= ASSIGNMENT =
What comes back must be the data itself, retyped exactly.
----
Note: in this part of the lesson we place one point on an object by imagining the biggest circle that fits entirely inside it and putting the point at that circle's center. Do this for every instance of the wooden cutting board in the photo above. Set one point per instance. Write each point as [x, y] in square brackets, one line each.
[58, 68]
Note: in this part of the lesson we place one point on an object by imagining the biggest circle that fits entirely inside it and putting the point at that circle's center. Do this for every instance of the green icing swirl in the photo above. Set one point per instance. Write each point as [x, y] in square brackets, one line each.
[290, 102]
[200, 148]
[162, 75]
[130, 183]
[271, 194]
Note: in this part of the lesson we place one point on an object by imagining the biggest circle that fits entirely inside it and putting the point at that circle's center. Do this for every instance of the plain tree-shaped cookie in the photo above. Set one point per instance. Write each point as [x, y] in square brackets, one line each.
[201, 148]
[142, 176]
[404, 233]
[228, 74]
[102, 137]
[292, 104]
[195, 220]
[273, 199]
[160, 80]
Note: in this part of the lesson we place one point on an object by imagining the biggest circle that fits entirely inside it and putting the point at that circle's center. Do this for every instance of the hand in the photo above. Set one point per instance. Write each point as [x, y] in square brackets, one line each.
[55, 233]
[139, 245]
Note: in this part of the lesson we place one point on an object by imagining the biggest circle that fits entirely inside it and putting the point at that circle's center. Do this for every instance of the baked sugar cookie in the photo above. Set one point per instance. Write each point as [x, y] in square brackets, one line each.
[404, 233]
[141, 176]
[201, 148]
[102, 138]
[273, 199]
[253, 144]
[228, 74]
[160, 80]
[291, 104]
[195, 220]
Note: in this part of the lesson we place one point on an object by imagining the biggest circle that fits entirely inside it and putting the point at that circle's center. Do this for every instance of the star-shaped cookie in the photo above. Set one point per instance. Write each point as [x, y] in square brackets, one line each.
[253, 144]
----
= THE COMPLETED TASK =
Note: in this part of the lesson we place one point on an object by imagining the biggest circle that fits entirely inside it and putting the point at that circle's center. Do this for every instance of the wooden cutting board in the photo above. Set one point per instance. Write each point as [x, y] in square brackets, one line each.
[58, 68]
Note: in this part of the lesson we place one point on an object by imagining the biggest circle that fits entirely inside it and putting the point at that circle's center. Do this for every instance of the green icing swirl in the photo above. Set one point per instance. Write each point as [x, y] in square brackets, one line each.
[290, 102]
[200, 148]
[162, 75]
[130, 183]
[271, 194]
Note: in this part of the lesson we place one point on an object by imagining the biggest circle that fits entirely inside it and putting the point at that circle's center. Do this for every instance of the plain tree-shaped cookie in the photo above. Set one point per instance. Write each point as [x, y] in square brackets, one line each.
[201, 148]
[142, 176]
[404, 233]
[228, 74]
[102, 137]
[292, 104]
[195, 220]
[273, 199]
[160, 80]
Note: in this part of the lesson we place one point on an object by imagining the biggest circle that fits entirely inside it and putting the point at that circle's center. Do this for every instance of the hand in the photo above. Set one point per instance. Write each point as [x, y] in square brackets, one line each.
[55, 233]
[139, 245]
Note: in this part of the lesson we place one point on an object by imagining the biggest circle that fits entirely inside it and putting the point at that circle's center. Do this for every instance of the baked sugar cookie in the photo above. Set one point per instance. Write each point as [x, y] in square brackets, one line each.
[404, 233]
[141, 176]
[201, 148]
[102, 138]
[273, 199]
[253, 144]
[228, 74]
[160, 80]
[291, 104]
[195, 220]
Note: in this part of the lesson we place one point on an object by imagining the biggest circle that fits entirely inside it and putting the point at that circle's center. Do this for every instance of the star-shaped cookie in the photo above. Set one point per instance. Write each point as [x, y] in square brackets, one line each.
[253, 144]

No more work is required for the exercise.